Rewrite everything in the appendix thread from "## Jazzys Mom" down to "apendix wrong.. Oops..", putting "Good wishes" in place of "Prayers".
--- EXCERPTED TEXT Enclosed Below ---
# Do you still have your appendix??



## Jazzys Mom (Mar 13, 2007)

Ohhhh, how terrible! What a way to spend Christmas. Glad Matt is ok now though. Prayers for an uneventful recovery

Jazzys Mom


----------



## Kzwicker (Aug 14, 2007)

Thank you  I think I spelled apendix wrong.. Oops..


----------



## AquaClaraCanines (Mar 5, 2006)

Yes, and it better stay that way considering my fear of medical procedure. I'm not sure I'd go to the hopsital if it was infected.


----------



## GoldenJoyx'stwo (Feb 25, 2007)

That truly is a very quick release. Watch him closely. I know many that have had the surgery. They tell me, it ain't pretty!

I've had 5 operations (2 c-sections) and I still HAVE my appendix. I remember when my nephew had his removed, all for nothing. He was having a Hereditary Angio Edema attack after leaning over the side of a pool wall.


----------



## Bailey & Bentley (Feb 25, 2007)

Misery loves company right! Sorry you had such a stinky christmas eve. I don't think emergency rooms are any more fun than house fires. I am glad he is ok now. I hope your christmas day turned out better for you both.

And yes, I still have mine, I think my hubby had his taken out though.

How is he know? Any pain?


----------



## Charlie06 (Feb 10, 2007)
--- End of Enclosed EXCERPTED TEXT ---
--- RAW DATA Enclosed Below ---
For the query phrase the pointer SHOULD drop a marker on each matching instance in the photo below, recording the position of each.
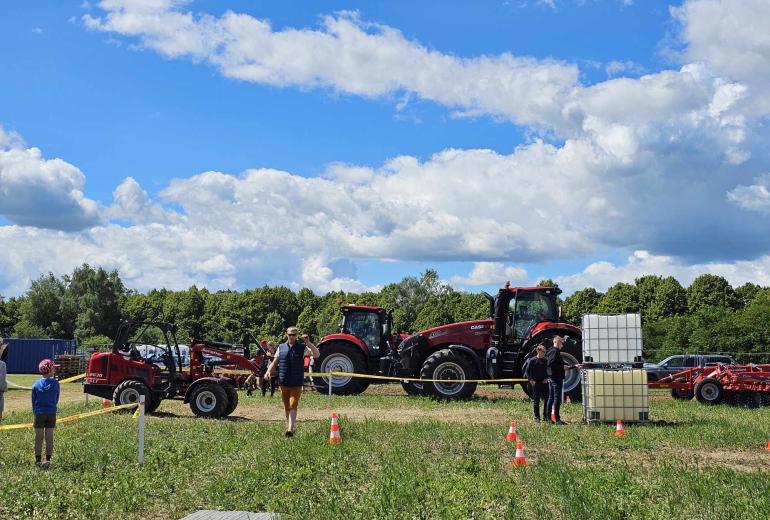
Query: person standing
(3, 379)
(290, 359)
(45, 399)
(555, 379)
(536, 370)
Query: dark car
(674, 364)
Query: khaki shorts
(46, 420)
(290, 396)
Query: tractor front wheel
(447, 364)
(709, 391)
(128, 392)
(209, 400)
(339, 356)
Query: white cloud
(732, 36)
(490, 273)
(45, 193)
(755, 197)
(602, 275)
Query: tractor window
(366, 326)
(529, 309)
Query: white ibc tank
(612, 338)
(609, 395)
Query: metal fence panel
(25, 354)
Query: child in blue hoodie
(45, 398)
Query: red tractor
--- End of Enclosed RAW DATA ---
--- RAW DATA Enclosed Below ---
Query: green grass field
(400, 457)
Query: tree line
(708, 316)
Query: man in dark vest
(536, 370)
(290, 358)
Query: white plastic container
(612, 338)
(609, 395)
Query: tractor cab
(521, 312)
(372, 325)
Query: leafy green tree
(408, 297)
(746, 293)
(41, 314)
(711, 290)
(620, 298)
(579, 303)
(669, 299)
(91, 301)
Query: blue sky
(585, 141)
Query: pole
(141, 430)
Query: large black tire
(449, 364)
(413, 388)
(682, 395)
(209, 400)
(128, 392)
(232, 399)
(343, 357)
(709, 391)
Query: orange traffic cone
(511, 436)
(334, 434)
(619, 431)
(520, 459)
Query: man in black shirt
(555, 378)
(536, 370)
--- End of Enclosed RAW DATA ---
* _RESPONSE TO THE EXERCISE_:
## Jazzys Mom (Mar 13, 2007)

Ohhhh, how terrible! What a way to spend Christmas. Glad Matt is ok now though. Good wishes for an uneventful recovery

Jazzys Mom


----------



## Kzwicker (Aug 14, 2007)

Thank you  I think I spelled apendix wrong.. Oops..